__YOUR OBJECTIVE__
What lines in the records below include the word "door"? Return each one.

__Natural language region descriptions__
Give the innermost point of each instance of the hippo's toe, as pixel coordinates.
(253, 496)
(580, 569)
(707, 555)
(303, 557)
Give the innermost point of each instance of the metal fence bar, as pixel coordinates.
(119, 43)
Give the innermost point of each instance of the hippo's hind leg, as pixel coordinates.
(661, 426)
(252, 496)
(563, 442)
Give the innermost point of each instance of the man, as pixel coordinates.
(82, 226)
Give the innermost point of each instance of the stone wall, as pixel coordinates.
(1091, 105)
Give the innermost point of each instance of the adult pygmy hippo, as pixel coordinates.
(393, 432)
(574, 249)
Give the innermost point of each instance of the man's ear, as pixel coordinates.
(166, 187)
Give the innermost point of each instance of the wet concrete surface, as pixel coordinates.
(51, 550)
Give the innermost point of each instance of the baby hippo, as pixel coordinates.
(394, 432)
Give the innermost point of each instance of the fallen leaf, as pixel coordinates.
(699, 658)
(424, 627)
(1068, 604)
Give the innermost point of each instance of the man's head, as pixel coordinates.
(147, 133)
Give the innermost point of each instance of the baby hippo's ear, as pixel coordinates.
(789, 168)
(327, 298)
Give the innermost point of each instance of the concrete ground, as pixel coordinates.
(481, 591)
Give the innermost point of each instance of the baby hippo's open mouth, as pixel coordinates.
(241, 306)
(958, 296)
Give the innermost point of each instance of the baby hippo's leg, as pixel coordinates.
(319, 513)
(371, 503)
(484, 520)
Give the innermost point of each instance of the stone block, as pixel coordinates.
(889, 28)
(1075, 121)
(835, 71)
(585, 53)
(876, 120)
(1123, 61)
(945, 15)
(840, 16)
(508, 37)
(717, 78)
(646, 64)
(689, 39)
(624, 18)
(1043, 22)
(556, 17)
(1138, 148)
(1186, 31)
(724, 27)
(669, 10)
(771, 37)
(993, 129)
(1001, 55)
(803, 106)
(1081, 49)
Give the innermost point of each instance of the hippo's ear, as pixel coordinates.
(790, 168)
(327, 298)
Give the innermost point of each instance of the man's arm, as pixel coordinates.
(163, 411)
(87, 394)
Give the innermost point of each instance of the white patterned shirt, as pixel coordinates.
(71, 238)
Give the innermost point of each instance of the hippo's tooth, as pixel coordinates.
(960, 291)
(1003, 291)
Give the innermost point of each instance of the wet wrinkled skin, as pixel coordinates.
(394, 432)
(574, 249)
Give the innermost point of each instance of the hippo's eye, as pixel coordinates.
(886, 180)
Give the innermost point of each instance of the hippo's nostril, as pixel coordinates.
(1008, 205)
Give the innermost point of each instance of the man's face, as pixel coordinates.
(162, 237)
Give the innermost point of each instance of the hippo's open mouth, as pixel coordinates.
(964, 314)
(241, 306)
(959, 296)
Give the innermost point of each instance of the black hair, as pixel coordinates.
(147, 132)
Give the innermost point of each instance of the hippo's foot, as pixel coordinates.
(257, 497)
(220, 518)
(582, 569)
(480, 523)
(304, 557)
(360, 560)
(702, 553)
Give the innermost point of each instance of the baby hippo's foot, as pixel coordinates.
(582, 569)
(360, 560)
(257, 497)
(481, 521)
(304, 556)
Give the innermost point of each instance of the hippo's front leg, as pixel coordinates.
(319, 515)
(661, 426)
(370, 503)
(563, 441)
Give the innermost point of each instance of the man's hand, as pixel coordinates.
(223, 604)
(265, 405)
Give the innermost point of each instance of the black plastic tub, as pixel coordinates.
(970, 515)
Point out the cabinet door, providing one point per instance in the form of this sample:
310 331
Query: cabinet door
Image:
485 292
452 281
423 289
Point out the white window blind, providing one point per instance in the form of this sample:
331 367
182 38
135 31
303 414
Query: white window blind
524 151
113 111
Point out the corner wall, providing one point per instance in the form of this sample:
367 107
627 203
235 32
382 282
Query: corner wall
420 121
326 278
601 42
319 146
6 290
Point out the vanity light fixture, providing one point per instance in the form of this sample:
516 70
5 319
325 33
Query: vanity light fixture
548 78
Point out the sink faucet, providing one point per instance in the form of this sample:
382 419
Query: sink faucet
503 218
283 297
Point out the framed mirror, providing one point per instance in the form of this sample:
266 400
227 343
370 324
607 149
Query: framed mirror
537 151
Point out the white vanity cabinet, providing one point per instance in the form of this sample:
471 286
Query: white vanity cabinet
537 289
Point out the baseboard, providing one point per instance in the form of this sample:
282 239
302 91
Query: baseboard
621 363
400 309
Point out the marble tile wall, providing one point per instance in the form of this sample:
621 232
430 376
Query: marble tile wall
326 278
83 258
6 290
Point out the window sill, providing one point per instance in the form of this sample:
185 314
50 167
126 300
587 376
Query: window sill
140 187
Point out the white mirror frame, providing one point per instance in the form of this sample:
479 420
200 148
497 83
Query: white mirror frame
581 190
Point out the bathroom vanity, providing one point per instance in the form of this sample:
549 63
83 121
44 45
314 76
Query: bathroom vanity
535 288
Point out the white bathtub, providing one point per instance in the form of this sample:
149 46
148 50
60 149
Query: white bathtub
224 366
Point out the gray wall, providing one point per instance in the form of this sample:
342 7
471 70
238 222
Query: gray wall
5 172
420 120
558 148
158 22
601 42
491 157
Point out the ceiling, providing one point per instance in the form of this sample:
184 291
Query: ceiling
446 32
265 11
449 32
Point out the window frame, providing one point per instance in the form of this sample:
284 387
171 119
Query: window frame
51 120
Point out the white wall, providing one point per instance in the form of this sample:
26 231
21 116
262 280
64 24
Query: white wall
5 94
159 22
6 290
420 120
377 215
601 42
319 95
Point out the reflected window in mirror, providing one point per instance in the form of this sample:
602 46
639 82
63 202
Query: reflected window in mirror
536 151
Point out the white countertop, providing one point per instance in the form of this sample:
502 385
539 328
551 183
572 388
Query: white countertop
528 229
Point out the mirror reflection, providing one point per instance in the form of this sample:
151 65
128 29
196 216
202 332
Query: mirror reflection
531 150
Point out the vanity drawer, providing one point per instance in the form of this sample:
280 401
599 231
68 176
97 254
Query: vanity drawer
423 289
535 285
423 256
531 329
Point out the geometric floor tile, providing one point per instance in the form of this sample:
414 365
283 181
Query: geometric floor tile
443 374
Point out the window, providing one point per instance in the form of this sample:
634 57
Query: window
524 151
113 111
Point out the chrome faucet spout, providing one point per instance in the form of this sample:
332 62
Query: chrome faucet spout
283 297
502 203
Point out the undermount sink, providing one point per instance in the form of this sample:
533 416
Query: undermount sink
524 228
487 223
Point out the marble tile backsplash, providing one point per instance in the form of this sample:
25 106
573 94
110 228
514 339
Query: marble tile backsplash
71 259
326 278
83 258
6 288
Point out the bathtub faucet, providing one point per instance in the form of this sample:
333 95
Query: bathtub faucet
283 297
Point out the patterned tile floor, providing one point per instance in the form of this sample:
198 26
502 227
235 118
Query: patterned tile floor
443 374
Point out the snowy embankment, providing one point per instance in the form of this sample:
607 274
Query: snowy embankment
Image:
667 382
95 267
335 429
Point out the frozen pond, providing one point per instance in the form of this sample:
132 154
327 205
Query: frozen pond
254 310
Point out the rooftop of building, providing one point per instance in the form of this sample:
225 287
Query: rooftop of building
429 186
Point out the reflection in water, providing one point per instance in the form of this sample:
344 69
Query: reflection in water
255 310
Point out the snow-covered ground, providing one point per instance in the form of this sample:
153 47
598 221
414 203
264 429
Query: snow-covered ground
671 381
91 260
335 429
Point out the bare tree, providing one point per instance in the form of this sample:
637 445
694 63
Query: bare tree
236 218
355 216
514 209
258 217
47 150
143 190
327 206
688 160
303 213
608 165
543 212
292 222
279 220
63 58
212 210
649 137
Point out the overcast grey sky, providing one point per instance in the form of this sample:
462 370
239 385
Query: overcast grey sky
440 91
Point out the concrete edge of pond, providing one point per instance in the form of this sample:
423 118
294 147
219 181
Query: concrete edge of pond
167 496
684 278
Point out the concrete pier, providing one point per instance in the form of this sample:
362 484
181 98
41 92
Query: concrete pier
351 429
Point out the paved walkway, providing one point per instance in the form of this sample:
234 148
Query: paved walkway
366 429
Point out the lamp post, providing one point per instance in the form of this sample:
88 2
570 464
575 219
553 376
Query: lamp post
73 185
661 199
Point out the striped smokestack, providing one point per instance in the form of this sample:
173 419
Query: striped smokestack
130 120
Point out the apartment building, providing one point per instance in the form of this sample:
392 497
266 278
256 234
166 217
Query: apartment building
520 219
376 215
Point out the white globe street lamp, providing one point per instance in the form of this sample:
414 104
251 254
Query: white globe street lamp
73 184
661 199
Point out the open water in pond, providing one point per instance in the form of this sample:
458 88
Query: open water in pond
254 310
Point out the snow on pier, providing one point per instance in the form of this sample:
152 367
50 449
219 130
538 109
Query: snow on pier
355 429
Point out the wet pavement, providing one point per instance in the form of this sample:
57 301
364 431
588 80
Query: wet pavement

__RESPONSE AREA__
Point out the cabinet door, providing one point per instance in the form of this sample:
Query: cabinet door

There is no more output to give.